» What needs to be done
Pull out every line in the listing below that contains the word "green".

==================================================

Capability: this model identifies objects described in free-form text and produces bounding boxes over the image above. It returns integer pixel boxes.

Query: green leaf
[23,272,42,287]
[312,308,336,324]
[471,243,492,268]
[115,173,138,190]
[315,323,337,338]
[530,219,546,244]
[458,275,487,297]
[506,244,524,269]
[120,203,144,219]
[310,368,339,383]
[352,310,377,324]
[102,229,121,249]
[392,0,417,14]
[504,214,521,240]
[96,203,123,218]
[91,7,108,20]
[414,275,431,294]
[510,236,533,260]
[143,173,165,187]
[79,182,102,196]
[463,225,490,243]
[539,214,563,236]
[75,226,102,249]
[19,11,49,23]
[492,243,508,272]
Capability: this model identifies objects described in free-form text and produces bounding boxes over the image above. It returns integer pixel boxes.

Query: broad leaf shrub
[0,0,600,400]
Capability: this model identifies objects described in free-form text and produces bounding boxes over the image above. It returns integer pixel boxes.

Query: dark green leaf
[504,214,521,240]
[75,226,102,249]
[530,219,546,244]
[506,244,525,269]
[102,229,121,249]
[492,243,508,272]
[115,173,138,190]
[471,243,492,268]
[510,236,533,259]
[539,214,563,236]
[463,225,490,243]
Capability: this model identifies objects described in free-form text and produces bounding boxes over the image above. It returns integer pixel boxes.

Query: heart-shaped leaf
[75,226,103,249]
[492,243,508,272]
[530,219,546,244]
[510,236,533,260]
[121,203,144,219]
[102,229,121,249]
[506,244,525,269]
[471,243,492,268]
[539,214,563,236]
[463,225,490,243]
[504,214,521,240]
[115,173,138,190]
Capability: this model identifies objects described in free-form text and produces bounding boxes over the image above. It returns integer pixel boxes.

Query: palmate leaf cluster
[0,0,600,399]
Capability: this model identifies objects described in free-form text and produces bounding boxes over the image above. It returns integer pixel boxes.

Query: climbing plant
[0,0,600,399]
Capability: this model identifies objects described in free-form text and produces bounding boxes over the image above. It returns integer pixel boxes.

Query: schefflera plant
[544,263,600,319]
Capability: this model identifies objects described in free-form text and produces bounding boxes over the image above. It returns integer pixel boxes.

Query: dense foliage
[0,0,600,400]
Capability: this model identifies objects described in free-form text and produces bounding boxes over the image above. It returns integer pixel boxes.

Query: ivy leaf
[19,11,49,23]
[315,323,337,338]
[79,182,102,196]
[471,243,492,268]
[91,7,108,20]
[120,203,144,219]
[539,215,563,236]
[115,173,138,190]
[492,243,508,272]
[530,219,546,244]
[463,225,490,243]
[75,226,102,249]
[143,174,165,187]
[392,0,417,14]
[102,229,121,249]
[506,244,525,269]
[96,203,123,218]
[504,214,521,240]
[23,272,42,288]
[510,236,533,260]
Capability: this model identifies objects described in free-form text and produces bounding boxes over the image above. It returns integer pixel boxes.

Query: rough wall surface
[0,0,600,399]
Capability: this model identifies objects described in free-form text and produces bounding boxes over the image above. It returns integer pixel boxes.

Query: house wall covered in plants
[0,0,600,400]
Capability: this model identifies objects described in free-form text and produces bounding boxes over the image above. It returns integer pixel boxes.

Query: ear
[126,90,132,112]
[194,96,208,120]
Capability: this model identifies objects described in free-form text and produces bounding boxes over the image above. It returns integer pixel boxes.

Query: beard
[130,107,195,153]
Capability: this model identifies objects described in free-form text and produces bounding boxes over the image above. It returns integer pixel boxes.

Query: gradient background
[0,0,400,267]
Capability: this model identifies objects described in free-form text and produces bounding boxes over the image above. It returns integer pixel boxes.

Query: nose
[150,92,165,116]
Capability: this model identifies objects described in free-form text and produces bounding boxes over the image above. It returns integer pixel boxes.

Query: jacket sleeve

==================================================

» Correct output
Query: green leaf
Query: dark green leaf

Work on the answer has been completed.